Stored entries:
###

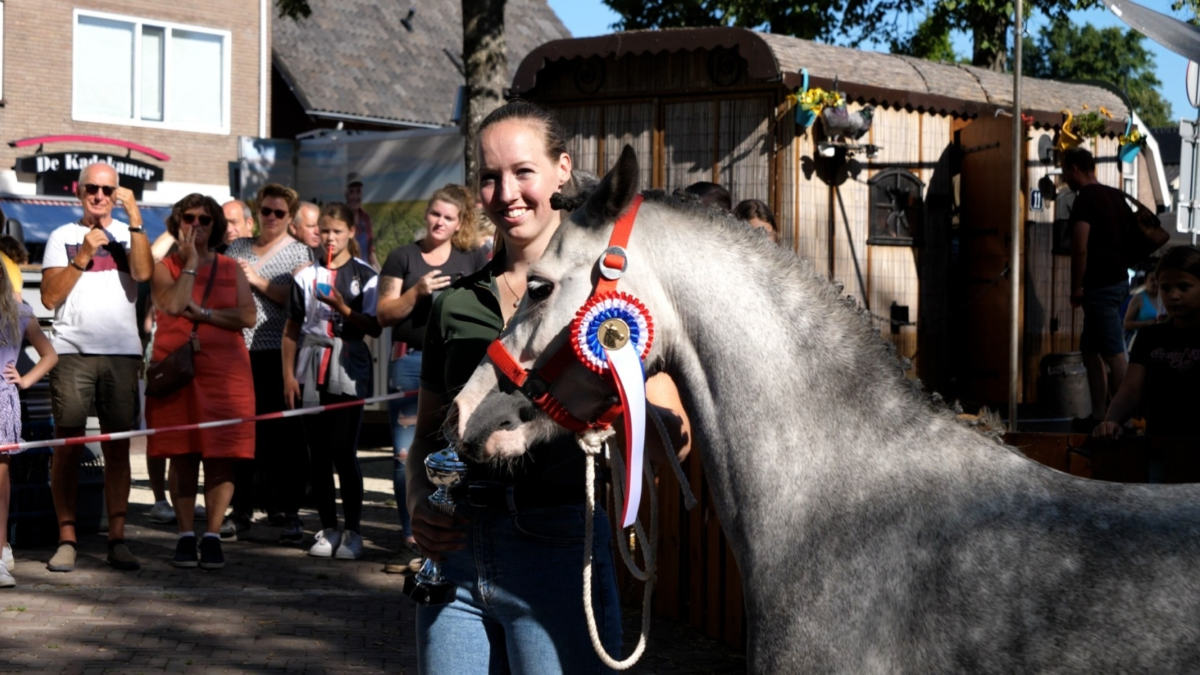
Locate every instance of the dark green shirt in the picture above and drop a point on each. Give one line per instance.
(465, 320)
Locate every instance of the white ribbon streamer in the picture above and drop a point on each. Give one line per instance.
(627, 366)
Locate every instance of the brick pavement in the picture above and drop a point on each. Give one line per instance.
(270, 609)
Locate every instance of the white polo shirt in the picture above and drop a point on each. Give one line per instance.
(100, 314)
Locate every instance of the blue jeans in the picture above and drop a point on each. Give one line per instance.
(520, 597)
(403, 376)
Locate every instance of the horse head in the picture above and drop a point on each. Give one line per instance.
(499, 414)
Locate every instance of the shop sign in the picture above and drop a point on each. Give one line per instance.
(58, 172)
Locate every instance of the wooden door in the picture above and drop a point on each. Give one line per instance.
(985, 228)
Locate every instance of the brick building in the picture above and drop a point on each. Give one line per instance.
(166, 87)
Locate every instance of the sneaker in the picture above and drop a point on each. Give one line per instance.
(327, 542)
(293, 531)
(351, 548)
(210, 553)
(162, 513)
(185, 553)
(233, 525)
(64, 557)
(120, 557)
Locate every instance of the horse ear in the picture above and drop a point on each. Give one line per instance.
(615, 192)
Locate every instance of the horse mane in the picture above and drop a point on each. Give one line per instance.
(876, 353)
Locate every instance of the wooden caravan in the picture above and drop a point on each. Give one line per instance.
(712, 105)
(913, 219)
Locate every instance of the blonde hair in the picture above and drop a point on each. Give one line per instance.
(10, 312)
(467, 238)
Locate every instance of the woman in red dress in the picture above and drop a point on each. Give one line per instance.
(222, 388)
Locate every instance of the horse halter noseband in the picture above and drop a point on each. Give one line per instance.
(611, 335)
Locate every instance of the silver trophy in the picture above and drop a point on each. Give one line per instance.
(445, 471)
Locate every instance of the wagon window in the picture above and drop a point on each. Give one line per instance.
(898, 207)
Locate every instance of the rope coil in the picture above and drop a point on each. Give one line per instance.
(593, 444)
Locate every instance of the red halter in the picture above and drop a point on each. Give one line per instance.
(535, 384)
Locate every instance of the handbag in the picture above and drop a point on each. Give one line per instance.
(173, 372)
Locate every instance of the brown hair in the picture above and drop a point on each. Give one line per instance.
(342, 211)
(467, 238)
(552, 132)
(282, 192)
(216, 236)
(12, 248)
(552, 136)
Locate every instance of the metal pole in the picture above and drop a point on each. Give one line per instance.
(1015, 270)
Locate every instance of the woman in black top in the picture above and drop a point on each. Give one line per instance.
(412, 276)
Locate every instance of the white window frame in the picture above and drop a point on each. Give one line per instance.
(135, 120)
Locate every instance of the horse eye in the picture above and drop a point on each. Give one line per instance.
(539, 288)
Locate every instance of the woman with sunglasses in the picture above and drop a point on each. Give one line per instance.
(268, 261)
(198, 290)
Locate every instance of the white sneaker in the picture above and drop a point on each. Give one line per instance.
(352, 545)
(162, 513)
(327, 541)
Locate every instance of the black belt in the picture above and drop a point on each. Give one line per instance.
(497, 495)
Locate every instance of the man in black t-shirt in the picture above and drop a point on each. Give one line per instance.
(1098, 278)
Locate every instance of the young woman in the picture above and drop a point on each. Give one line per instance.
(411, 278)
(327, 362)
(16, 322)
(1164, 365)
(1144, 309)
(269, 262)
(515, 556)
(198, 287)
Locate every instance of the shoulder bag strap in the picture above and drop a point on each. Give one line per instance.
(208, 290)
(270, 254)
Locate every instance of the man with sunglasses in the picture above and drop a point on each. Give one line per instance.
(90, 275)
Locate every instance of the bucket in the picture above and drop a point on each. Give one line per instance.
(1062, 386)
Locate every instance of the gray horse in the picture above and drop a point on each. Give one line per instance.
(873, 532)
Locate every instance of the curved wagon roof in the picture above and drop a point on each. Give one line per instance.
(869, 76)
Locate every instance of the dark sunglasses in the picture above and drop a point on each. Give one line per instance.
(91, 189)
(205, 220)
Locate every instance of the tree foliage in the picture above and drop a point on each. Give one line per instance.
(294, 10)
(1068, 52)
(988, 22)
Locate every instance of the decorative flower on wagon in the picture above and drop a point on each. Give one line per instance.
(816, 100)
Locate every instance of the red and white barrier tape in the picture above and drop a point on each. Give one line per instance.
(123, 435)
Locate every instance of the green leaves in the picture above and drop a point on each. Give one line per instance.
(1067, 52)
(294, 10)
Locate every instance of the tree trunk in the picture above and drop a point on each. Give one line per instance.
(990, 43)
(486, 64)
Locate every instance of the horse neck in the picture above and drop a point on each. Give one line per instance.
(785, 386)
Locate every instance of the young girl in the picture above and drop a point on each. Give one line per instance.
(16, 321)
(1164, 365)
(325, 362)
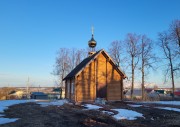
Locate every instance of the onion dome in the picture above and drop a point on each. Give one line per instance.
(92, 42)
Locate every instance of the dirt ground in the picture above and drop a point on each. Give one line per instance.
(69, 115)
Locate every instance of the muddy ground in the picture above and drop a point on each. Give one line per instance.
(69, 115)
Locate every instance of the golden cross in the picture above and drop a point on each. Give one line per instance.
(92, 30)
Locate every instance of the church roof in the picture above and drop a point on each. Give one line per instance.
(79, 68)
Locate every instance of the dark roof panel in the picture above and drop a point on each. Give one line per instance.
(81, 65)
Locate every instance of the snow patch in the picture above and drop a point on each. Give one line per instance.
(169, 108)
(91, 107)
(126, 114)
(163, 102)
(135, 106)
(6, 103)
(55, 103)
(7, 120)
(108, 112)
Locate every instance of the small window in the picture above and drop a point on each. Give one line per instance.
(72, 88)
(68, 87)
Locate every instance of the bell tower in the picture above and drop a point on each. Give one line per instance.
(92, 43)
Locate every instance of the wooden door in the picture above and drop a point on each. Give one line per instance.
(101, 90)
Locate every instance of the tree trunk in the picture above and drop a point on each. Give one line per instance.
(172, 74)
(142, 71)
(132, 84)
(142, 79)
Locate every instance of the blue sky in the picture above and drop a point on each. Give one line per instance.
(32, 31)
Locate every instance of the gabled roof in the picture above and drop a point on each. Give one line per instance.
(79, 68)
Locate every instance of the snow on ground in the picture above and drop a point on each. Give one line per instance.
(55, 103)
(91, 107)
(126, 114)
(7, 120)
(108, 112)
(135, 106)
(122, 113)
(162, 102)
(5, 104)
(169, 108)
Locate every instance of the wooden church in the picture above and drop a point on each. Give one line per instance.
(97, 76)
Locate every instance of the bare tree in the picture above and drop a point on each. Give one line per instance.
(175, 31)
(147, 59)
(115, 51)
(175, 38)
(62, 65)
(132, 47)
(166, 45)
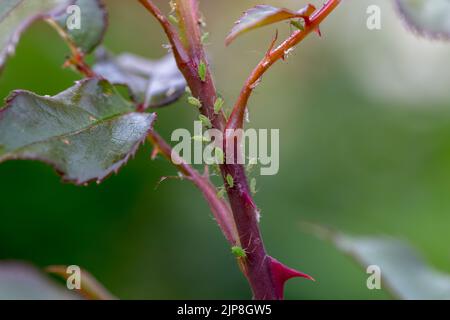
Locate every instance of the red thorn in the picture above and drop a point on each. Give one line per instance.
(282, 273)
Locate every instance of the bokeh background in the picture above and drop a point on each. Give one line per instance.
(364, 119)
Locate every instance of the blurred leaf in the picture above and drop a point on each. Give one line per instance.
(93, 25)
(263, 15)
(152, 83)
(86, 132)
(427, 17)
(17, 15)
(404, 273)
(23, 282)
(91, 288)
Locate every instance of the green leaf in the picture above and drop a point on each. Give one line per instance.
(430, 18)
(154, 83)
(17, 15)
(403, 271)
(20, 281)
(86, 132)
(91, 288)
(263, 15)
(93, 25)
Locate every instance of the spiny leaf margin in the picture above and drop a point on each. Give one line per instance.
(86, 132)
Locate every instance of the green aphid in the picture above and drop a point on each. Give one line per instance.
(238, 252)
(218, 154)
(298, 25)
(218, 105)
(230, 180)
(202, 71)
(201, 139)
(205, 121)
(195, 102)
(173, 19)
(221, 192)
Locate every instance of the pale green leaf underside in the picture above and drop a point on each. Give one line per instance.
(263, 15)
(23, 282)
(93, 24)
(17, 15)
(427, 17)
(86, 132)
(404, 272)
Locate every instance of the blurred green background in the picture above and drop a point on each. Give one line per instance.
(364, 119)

###

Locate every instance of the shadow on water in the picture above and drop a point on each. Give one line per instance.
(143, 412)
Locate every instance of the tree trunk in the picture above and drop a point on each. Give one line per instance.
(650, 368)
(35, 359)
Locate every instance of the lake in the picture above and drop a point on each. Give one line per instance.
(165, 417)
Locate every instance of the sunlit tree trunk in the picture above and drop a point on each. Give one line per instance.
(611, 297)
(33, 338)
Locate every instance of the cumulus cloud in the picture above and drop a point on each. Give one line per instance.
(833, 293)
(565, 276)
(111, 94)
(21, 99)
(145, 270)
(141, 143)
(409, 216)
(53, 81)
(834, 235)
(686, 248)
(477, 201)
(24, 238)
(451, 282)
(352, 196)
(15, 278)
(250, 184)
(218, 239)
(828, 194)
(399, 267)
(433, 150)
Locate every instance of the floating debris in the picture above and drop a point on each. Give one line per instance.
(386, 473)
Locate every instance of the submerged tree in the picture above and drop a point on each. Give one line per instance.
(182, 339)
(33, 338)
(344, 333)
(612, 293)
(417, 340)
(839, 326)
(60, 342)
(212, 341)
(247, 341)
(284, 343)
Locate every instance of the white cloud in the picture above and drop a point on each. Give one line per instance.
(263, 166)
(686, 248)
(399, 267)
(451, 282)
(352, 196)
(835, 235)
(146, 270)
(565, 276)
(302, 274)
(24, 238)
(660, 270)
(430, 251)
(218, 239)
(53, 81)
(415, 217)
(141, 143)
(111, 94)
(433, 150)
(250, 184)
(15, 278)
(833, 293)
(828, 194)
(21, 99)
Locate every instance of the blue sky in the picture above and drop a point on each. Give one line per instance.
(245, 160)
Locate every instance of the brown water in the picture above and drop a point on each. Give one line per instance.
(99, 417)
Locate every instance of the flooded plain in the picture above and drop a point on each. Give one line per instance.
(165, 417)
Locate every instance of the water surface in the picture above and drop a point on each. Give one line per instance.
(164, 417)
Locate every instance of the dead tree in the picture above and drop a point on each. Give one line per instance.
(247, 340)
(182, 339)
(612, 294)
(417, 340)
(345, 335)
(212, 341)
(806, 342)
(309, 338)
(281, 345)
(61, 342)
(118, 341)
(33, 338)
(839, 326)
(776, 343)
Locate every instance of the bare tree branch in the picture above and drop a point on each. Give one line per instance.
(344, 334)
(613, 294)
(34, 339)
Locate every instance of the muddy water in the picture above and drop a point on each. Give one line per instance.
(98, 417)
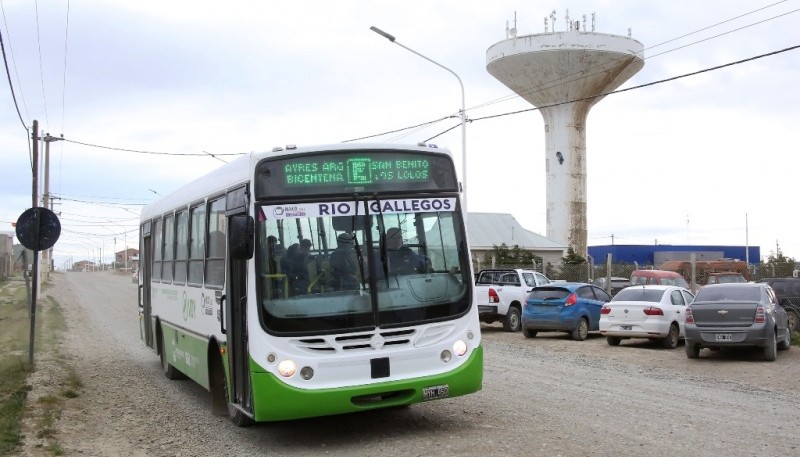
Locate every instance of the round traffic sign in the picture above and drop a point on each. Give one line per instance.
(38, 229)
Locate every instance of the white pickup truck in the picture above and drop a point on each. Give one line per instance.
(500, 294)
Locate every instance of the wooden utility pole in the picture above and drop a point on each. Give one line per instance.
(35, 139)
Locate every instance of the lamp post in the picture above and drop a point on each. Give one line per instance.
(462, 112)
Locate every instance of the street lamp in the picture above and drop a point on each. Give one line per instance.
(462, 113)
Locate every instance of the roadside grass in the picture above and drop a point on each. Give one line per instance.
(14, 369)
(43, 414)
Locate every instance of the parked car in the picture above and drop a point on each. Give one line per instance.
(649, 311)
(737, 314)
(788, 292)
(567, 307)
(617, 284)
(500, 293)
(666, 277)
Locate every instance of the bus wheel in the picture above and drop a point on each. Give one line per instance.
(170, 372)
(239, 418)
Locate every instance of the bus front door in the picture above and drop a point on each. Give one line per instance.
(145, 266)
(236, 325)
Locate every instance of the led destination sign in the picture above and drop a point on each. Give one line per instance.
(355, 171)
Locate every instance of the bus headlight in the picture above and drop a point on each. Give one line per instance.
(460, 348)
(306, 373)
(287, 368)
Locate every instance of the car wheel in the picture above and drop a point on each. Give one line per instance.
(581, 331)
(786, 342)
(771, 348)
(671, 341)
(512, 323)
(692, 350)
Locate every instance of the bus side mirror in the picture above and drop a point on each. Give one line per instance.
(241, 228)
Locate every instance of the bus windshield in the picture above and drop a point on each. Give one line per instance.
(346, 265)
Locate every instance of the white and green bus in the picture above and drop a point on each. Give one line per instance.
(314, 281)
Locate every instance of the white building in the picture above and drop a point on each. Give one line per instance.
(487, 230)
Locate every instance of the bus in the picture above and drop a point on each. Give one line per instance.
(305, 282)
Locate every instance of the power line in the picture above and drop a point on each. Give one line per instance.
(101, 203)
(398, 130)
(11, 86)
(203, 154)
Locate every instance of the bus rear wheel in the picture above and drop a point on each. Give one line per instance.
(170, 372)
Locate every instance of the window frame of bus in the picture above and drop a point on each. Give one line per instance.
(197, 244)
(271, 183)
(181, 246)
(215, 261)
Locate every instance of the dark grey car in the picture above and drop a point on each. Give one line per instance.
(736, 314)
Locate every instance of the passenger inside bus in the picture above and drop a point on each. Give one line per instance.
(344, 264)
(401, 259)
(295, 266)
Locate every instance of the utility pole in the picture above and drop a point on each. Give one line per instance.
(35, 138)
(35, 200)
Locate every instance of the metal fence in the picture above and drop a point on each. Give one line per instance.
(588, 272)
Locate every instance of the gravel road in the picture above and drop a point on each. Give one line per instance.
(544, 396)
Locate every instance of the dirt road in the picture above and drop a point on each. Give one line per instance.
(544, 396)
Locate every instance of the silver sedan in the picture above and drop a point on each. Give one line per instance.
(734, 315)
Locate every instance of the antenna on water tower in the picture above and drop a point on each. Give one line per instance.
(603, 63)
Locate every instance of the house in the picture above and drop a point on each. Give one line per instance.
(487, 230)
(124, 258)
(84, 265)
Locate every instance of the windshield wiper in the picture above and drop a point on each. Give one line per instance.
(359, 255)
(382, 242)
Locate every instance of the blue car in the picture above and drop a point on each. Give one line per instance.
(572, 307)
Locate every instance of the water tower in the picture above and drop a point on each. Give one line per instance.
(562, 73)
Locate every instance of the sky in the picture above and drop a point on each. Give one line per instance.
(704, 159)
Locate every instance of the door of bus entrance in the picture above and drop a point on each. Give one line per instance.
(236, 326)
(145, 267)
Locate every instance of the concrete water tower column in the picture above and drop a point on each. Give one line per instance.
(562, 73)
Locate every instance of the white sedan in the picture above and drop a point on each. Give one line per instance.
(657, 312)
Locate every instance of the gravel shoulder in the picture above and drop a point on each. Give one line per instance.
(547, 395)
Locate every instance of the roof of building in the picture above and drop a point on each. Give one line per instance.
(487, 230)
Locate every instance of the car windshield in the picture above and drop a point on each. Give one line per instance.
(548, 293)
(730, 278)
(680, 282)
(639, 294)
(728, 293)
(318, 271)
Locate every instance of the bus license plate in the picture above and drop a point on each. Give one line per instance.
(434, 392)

###

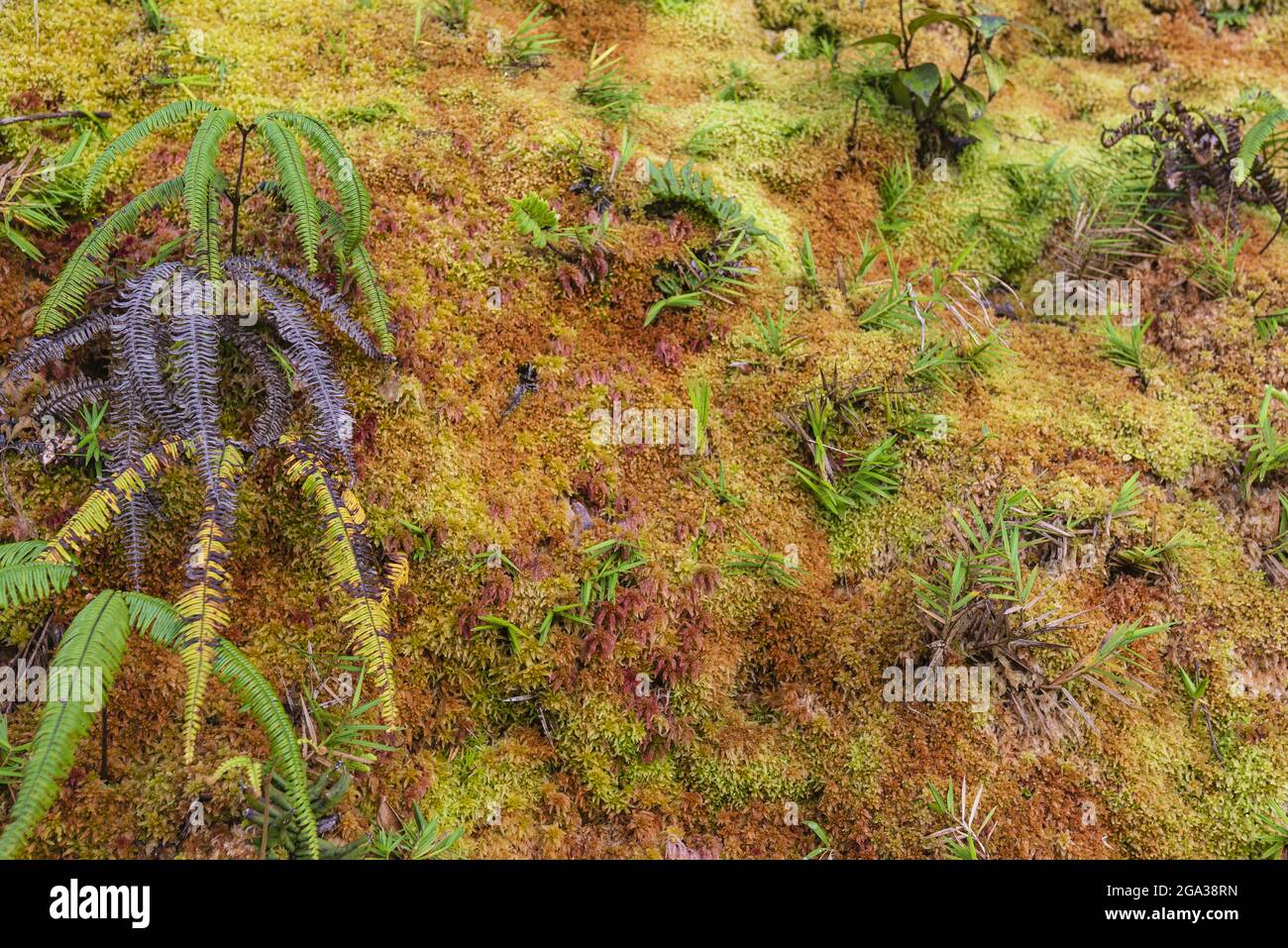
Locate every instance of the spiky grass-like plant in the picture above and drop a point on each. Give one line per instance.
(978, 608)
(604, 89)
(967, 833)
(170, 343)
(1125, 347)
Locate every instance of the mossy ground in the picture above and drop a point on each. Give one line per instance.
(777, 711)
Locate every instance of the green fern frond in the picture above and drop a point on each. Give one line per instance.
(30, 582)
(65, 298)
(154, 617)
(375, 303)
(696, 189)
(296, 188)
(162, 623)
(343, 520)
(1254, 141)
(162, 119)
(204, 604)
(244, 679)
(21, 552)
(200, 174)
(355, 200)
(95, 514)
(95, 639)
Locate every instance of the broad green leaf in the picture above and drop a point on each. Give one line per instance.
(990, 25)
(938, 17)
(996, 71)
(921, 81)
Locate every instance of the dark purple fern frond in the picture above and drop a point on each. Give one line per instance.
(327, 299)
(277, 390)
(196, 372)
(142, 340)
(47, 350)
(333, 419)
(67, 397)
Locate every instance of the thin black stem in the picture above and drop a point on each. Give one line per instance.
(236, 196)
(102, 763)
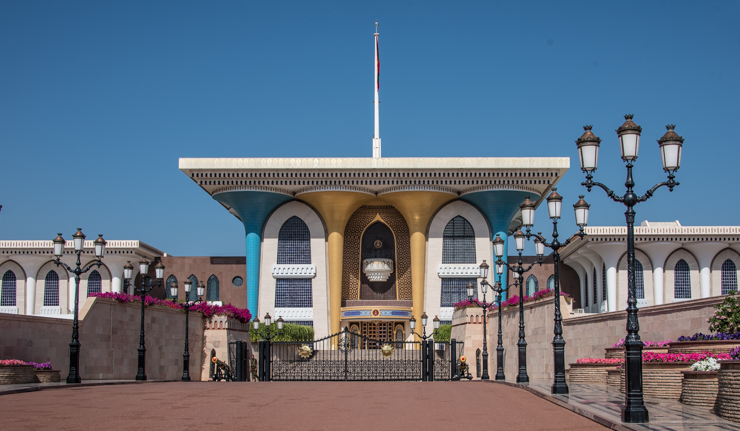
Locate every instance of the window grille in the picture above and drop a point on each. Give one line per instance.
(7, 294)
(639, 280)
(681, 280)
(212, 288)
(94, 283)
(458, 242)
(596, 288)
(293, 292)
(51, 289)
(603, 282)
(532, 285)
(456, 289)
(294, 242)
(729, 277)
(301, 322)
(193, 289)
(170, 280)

###

> _Brief_: Repeat word for word the lines starting at the one that contains "Locate every instance of the white sneaker" and ending after the one that contains "(1098, 278)".

> _Response to this exercise_:
Locate every instance of the white sneaker in the picture above and drop a point on each. Give one line per instance.
(352, 545)
(162, 513)
(327, 541)
Locate every instance of the black belt in the picture above and drop a point on each. Give one line per instance.
(497, 495)
Locate every instance of the man in black t-shirt in the picture above and drop a point on each. Give one line per instance.
(1098, 278)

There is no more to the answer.